=== Problem ===
Lay out every row below as a Markdown table with the columns "No." and "Line," putting each row's number in the first column and its line in the second, and leave out any blank lines.

=== Records for this task ===
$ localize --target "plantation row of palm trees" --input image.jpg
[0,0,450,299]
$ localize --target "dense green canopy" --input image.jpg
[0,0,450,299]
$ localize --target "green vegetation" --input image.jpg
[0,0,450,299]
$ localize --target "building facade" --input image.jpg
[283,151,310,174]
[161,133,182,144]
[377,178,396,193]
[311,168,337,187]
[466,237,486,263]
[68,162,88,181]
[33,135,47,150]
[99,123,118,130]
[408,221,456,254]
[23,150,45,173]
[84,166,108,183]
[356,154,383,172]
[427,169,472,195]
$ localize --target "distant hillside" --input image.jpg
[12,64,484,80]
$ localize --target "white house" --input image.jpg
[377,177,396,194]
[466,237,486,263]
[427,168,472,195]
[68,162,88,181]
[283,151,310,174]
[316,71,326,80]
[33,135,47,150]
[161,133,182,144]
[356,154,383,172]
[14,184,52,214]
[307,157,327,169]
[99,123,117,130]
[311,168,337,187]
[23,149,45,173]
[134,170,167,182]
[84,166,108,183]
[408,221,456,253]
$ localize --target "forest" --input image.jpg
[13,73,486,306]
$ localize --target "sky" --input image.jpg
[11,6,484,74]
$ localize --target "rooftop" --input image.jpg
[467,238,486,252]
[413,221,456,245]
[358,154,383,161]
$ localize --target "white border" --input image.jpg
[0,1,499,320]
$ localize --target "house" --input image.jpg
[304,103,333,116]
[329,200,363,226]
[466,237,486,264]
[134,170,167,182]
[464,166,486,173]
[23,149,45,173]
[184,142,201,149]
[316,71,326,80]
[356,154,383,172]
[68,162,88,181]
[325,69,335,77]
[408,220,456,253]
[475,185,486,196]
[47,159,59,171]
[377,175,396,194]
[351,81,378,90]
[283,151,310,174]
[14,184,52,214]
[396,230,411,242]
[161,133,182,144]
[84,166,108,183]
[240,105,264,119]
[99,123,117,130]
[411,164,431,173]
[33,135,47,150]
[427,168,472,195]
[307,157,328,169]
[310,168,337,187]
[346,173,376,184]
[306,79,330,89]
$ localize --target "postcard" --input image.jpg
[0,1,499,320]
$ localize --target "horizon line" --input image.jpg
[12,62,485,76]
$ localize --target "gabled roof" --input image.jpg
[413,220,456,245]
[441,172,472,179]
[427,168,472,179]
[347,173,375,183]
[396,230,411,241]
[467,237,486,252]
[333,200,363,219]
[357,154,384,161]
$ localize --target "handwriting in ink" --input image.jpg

=== In response ===
| No. | Line |
|---|---|
| 1 | $ localize --target "plantation row of palm trees" --input image.jpg |
| 2 | [0,0,450,299] |
| 3 | $ localize --target "dense green canopy" --input image.jpg |
| 4 | [0,0,450,299] |
| 5 | $ localize --target "green vegetation" --input image.jpg |
| 6 | [0,0,450,299] |
| 7 | $ localize --target "building facade" --input image.jpg |
| 8 | [283,151,310,174] |
| 9 | [161,133,182,144] |
| 10 | [377,178,396,193] |
| 11 | [311,168,337,187] |
| 12 | [466,237,486,263] |
| 13 | [68,162,88,181] |
| 14 | [33,135,47,150] |
| 15 | [99,123,118,130] |
| 16 | [408,221,456,254] |
| 17 | [23,150,45,173] |
| 18 | [84,166,108,183] |
| 19 | [356,154,383,172] |
| 20 | [427,169,472,195] |
| 21 | $ localize --target "distant hillside" --input image.jpg |
| 22 | [12,64,484,80] |
| 23 | $ localize --target "white house" --input image.jpg |
| 24 | [377,177,396,194] |
| 25 | [466,237,486,263] |
| 26 | [427,168,472,195] |
| 27 | [68,162,88,181] |
| 28 | [283,151,310,174] |
| 29 | [316,71,326,80] |
| 30 | [33,135,47,150] |
| 31 | [161,133,182,144] |
| 32 | [356,154,383,172] |
| 33 | [14,184,52,214] |
| 34 | [307,157,327,169] |
| 35 | [99,123,117,130] |
| 36 | [311,168,337,187] |
| 37 | [23,149,45,173] |
| 38 | [134,170,167,182] |
| 39 | [84,166,108,183] |
| 40 | [408,221,456,253] |
| 41 | $ localize --target "forest" --input image.jpg |
| 42 | [13,73,486,306] |
| 43 | $ localize --target "sky" --input image.jpg |
| 44 | [11,6,484,74] |
| 45 | $ localize --target "rooftop" --input image.jpg |
| 46 | [467,238,486,252] |
| 47 | [413,221,456,245] |
| 48 | [358,154,383,161] |
| 49 | $ localize --target "white border" --input image.jpg |
| 50 | [0,1,499,320] |
| 51 | $ localize --target "house" --input image.jpg |
| 52 | [304,103,333,116] |
| 53 | [329,200,363,226] |
| 54 | [466,237,486,264] |
| 55 | [134,170,167,182] |
| 56 | [464,166,486,173] |
| 57 | [23,149,45,173] |
| 58 | [184,142,201,149] |
| 59 | [316,71,326,80] |
| 60 | [356,154,383,172] |
| 61 | [68,162,88,181] |
| 62 | [325,69,335,77] |
| 63 | [408,220,456,253] |
| 64 | [475,185,486,196] |
| 65 | [47,159,59,171] |
| 66 | [377,175,396,194] |
| 67 | [351,81,378,90] |
| 68 | [283,151,310,174] |
| 69 | [14,184,52,214] |
| 70 | [396,230,411,242] |
| 71 | [161,133,182,144] |
| 72 | [84,166,108,183] |
| 73 | [240,105,264,119] |
| 74 | [99,123,117,130] |
| 75 | [411,164,431,173] |
| 76 | [33,135,47,150] |
| 77 | [427,168,472,195] |
| 78 | [307,157,328,169] |
| 79 | [310,168,337,187] |
| 80 | [346,173,376,184] |
| 81 | [306,79,330,89] |
| 82 | $ localize --target "postcard" --input image.jpg |
| 83 | [0,1,499,320] |
| 84 | $ localize --target "horizon line" --input image.jpg |
| 85 | [12,62,485,76] |
| 86 | $ localize --target "gabled roof" --input image.jpg |
| 87 | [413,220,456,245] |
| 88 | [441,172,472,179] |
| 89 | [427,168,472,179] |
| 90 | [347,173,375,183] |
| 91 | [396,230,411,241] |
| 92 | [467,237,486,252] |
| 93 | [333,200,363,219] |
| 94 | [357,154,384,161] |
| 95 | $ localize --target "handwriting in ink" --input image.jpg |